Start of ARTICLE

US Expat Taxation Notes

US Expat Taxation Notes

The following is a summary of important information for US citizens living outside the US. Keep in mind that the numbers quoted in this document can change at any time and many of them change every year. You can find the most up-to-date information by searching for the names or abbreviations shown or by accessing the links included in the document.

Note that the following pages cover most, if not all, of the topics discussed below and in far greater detail:

Double Taxation and Tax Credits

  • At the moment, US citizens are taxed by the United States on worldwide income. In addition, anyone living in Japan is taxed by Japan on income resulting from work done in Japan or from investments located in Japan.
  • Anyone living in Japan for five out of the last ten years is considered to be a “permanent resident” for tax purposes (regardless of one’s status of residence) which means Japan taxes all worldwide income.
  • The United States and Japan have a tax treaty that attempts to avoid the possibility of double taxation. This is done by allowing credit on the tax return for one country for taxes paid in the other. The “United States” section of the following page contains a table of which country taxes what kind of income and which country provides a tax credit:
  • US citizens living outside of the United States may exclude a certain amount of their earned income (ie: salary but not investment income)) from taxation by the US. This is called the Foreign Earned Income Exclusion and must be claimed by filing Form 2555 with one’s tax return. Tax paid in Japan on ny income excluded under this provision may not be used for tax credit since there would be no US tax on that income, anyway. The amount of the exclusion changes every year to account for inflation but the 2024 exclusion amount is $126,500.

Passive Foreign Investment Companies (PFIC)

End of ARTICLE

OBJECTIVE: In the US expat taxation notes, what is the 2024 Foreign Earned Income Exclusion amount?

Start of EXCERPTED RECORDS

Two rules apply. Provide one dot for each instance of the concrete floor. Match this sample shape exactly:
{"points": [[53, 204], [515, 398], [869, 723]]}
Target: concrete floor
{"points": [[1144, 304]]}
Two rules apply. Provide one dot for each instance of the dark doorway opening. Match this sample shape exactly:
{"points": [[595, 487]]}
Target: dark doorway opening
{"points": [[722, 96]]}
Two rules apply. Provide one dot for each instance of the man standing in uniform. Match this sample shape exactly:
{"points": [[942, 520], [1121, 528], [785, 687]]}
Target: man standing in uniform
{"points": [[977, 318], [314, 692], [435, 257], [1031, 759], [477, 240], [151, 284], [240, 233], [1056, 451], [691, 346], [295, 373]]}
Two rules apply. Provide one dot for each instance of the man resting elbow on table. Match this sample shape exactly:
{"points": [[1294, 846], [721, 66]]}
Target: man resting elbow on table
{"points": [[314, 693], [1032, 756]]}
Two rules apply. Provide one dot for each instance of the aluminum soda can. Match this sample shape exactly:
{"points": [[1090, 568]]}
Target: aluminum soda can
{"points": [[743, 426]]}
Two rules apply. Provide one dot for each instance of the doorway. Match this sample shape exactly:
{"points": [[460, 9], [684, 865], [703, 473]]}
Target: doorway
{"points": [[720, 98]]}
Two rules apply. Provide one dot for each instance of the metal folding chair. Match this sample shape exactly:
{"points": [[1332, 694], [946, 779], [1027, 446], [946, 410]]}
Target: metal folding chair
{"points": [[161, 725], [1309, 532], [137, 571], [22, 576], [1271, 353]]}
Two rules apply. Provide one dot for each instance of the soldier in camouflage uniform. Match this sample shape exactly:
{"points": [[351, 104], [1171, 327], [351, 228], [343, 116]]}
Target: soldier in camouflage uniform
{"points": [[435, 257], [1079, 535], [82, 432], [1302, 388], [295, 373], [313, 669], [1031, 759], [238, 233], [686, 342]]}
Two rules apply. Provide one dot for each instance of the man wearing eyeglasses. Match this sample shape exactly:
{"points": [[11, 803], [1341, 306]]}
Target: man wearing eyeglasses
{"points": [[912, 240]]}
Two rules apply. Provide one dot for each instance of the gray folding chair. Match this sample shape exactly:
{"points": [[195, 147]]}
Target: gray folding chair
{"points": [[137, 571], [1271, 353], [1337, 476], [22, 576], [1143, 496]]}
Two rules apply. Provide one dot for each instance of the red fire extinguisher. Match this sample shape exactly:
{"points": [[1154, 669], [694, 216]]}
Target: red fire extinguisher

End of EXCERPTED RECORDS

REPLY TO THE TASK: $126,500